» **Exercise**
After removing every image, reproduce the data exactly as it appears.

'''

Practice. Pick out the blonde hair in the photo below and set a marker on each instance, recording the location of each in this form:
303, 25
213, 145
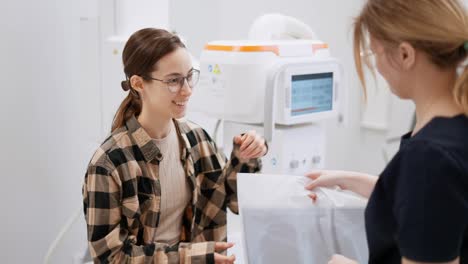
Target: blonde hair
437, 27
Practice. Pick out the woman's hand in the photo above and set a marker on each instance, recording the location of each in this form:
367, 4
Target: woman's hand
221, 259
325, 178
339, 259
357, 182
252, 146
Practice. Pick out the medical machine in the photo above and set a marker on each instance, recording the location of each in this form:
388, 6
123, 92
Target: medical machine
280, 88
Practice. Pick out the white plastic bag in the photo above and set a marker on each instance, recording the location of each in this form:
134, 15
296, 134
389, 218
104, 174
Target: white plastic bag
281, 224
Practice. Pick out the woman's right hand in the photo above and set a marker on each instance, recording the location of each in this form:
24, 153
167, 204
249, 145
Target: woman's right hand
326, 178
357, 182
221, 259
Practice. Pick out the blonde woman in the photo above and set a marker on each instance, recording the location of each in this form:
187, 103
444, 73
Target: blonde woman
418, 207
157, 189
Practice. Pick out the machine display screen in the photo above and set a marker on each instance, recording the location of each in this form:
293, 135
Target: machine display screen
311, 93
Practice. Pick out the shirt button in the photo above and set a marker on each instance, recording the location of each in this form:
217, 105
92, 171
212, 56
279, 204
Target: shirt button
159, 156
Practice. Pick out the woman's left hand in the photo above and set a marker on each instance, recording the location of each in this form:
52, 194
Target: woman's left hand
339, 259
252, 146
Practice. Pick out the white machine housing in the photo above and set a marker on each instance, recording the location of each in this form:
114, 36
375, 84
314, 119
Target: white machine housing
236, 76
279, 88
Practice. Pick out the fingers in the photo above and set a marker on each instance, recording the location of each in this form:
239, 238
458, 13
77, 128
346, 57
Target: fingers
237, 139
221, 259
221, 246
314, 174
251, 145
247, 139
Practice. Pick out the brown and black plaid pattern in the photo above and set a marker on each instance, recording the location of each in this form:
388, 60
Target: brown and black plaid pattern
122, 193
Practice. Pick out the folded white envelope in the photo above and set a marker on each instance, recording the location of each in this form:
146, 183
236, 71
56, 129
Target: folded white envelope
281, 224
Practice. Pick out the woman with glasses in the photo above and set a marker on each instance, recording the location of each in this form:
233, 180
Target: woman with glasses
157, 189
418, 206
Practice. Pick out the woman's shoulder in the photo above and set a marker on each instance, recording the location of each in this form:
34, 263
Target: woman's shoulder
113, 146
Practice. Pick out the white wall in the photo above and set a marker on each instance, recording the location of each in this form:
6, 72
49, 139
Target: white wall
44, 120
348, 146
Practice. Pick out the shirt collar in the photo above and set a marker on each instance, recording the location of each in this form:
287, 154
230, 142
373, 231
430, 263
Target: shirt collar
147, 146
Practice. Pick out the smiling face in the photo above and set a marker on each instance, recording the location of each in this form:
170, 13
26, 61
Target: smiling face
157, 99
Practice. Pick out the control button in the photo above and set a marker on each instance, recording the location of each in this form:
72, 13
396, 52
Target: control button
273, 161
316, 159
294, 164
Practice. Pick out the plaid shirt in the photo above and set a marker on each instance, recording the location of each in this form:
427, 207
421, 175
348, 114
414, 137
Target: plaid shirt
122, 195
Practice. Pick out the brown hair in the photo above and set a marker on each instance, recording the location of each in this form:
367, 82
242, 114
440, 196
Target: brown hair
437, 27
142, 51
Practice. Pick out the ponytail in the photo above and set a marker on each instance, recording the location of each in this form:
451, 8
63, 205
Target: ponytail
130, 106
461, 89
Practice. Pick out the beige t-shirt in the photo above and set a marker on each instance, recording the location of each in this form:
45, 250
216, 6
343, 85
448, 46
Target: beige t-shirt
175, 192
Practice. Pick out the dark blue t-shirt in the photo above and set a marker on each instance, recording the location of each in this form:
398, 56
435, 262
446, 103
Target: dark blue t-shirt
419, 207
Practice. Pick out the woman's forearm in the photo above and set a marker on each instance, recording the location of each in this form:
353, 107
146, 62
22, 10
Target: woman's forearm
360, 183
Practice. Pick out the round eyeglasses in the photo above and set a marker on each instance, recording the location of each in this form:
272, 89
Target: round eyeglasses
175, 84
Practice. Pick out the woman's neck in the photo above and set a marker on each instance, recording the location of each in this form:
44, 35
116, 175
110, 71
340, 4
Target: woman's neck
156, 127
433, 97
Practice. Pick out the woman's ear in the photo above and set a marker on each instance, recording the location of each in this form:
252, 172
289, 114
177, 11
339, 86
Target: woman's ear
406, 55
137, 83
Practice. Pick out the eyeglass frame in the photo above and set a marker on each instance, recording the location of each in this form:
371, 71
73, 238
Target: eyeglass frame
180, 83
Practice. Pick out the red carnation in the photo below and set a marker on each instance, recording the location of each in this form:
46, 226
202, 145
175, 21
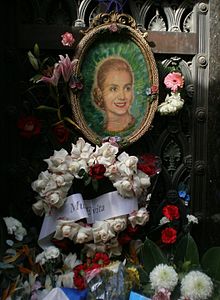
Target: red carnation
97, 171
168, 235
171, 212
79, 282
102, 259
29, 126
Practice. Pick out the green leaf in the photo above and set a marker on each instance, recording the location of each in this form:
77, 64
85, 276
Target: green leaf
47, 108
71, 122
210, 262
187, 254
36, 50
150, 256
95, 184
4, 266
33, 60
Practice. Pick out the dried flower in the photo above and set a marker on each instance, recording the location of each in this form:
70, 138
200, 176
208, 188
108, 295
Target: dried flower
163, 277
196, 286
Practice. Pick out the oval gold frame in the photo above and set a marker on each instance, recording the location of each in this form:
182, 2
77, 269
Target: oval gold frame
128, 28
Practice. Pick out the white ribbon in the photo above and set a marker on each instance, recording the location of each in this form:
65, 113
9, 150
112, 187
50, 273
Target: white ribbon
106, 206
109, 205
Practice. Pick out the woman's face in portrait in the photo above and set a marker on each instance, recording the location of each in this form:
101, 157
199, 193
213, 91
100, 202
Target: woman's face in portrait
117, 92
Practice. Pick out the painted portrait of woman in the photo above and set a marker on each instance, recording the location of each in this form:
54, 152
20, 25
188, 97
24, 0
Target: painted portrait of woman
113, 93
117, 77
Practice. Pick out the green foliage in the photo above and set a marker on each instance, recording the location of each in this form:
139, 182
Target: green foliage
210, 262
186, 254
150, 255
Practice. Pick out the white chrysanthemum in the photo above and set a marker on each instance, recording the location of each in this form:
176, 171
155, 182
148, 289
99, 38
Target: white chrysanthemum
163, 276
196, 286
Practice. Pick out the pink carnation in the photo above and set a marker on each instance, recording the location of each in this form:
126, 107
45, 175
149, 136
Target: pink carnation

'''

» **Solution**
Practice. Pick out the blonde hair in the photo below and set a marker on each instance, recording the location of each in this form:
303, 25
213, 145
Target: blonde hair
437, 27
Practice. Pick out the woman's hand in the photo above and set a marker on each instance, recording the location of each in this form:
367, 4
Target: woman's hand
221, 259
325, 178
339, 259
357, 182
252, 146
Practice. Pick out the medical machine in the photo above and set a marker on each instance, recording the location of each in this form:
388, 6
123, 92
Target: medical machine
280, 88
Practice. Pick out the white plastic bag in the photo above and set a marker on each instance, recording the location of each in this form:
134, 15
296, 134
389, 218
104, 174
Target: white plastic bag
281, 224
Practice. Pick out the woman's right hand in the photo above and set a marker on each instance, recording the location of each in this form:
24, 153
167, 204
249, 145
Target: woman's right hand
326, 178
357, 182
221, 259
Practice. Pick out the blonde woman in the photo above and set a marker on each instance, recording the location of each in this form:
187, 103
444, 73
Target: blonde woman
418, 207
157, 189
Practice. Pick out the machine display screen in the photo above and set a marker on each instance, recording the location of each in this form:
293, 135
Target: machine display screen
311, 93
Practice. Pick out the shirt button in the photo above and set a marker on each instance, recording the location of each in this form:
217, 105
92, 171
212, 56
279, 204
Target: shirt button
159, 156
Practice. Pick out the woman's left hand in the photo above and set a marker on each instance, recording the location of each in this form:
52, 194
Target: woman's left hand
339, 259
252, 146
Practice. Pick out the white machine housing in the photo above and set a marker on each instance, recording the location of each in this form:
114, 36
375, 84
314, 119
Target: white machine housing
236, 76
279, 88
Practice. Pick out the fingers in the photo above and set a marker on each instance, recording the location of each in this form:
239, 238
458, 13
77, 128
346, 57
Target: fingers
237, 139
221, 259
221, 246
314, 174
251, 145
247, 139
Practice. Pick out the brown and black plaid pattern in the photo above and set a marker on each instance, recording the location of each in this form:
388, 60
Target: brown and black plaid pattern
122, 193
Practice. Pick out the folded white envelope in the photo above and set a marker on each instance, recording the location of each in this form:
146, 183
236, 71
56, 129
Target: folded white envelope
281, 224
Practice. Pick out the woman with glasses in the photo above and set a marker on each instance, recording the location of each in this form:
233, 180
Target: woman with glasses
157, 189
418, 206
Practice. Pick out the woman's shoulder in the photo above and set a marker on each instance, recording the location of each in this form:
34, 263
Target: woman's shoulder
113, 146
Practice. Pick out the white wall in the photo above and set a marker on each instance, recording the location of each in this form:
6, 72
49, 139
Target: white wall
44, 120
348, 146
Practice. Pick out the shirt collar in the photo above and set a marker on each instance, recording the location of each in this form:
287, 154
230, 142
373, 231
430, 263
Target: shirt collar
147, 146
Practice. Pick out the smiling face in the photo above and set a marker on each instance, recording the location of each in this form:
170, 13
26, 61
Target: smiling face
157, 99
Practice. Pick out the control button in the photo above and set a marker on each instance, recording the location of each in this form:
72, 13
396, 52
Target: control button
273, 161
316, 159
294, 164
Practice. Pick out the plaid shirt in the photo above and set a marker on each instance, recording the location of each in this form:
427, 207
421, 175
348, 114
414, 137
Target: plaid shirt
122, 195
Practice. Pick out the brown hair in the photo above and set a marker on each instance, recording the location of each in this form:
367, 82
242, 114
440, 196
Target: brown hair
437, 27
142, 51
Practice. Pick out the ponytail in the photo above and set a marker on each instance, recording the location of each in this form:
451, 8
63, 205
Target: ponytail
130, 106
461, 89
Practice. Pick out the beige t-shirt in the photo above and set a marker on each instance, recording the location of each in this form:
45, 250
216, 6
343, 85
448, 46
Target: beige t-shirt
175, 192
Practice. Pick out the dark blue t-shirt in the photo above and set a marker on each instance, recording the location of each in this form:
398, 56
435, 262
446, 103
Target: dark blue t-shirt
419, 207
Practice. Pick out the woman's forearm in the photo above and set a marker on each instance, recording the location of each in this form:
353, 107
146, 62
22, 10
Target: woman's forearm
360, 183
Practice. Pick out the round eyeglasses in the photo above and set a marker on each instance, recording the location of each in this form:
272, 89
Target: round eyeglasses
175, 84
Practice. Pick out the woman's neck in the photo above and set a marker on each instance, recording the location of each in this form:
44, 35
116, 175
110, 71
340, 4
Target: woman's neck
156, 127
433, 97
Practice. Pick out the woman's ear in the photo above and set a marker on each instance, recording the location of each in this form:
252, 172
289, 114
177, 11
339, 86
Target: woman's ear
406, 55
137, 83
Practice. Pick out the eyeglass frame in the photo above and set a marker on each instance, recording the location of each in this form:
371, 71
73, 238
Target: eyeglass frame
180, 83
Practice. Pick out the red carnation in the photo below and set a marker on each instance, recording the location of each in this form:
46, 226
202, 145
175, 21
Target: red carnation
97, 171
168, 235
171, 212
79, 282
102, 259
29, 126
Practice. Pick out the green leaf in the photo above and set a marker on each instance, recording the location of each in this form:
77, 64
85, 276
Target: green leaf
47, 108
71, 122
210, 262
187, 254
36, 50
150, 256
95, 184
4, 266
33, 60
Practice. Pick out the dried flower in the photo above and set a marker on each instance, recording the location of each in this form:
70, 138
200, 176
208, 188
108, 295
Target: dried flower
163, 277
196, 286
Practice. Pick out the oval gold frame in the photo above and set a marker on each instance, recording the location of each in this form:
182, 2
77, 269
Target: oval gold frame
128, 28
Practice. Pick out the white ribbon in the photo above and set a marker on each instance, recording the location of each in this form:
65, 113
9, 150
112, 187
50, 273
Target: white ribbon
106, 206
109, 205
Practice. Pick out the woman's face in portrait in the photo above and set a marker on each instance, recording the location of each in this form:
101, 157
199, 193
213, 91
100, 202
Target: woman's face in portrait
117, 92
Practice. Pick out the painted portrait of woman in the photo above and set a marker on each instance, recording the location of each in this form:
54, 152
20, 25
188, 97
24, 0
Target: painted portrait of woman
113, 93
117, 77
Practice. Pick out the green foliage in the photo above and set a marker on each instance, recording the location of each in this form:
139, 182
Target: green foliage
210, 262
186, 254
150, 255
Practice. Pick out the white chrysanthemum in the photo above and set a marker on each instance, recording the location of each in this form:
176, 171
155, 182
148, 289
99, 38
Target: white chrysanthemum
163, 276
196, 286
Practice. Pick out the pink carnation in the photo above and set a marker on each instance, recording the location of each in this form:
126, 107
45, 175
149, 136
Target: pink carnation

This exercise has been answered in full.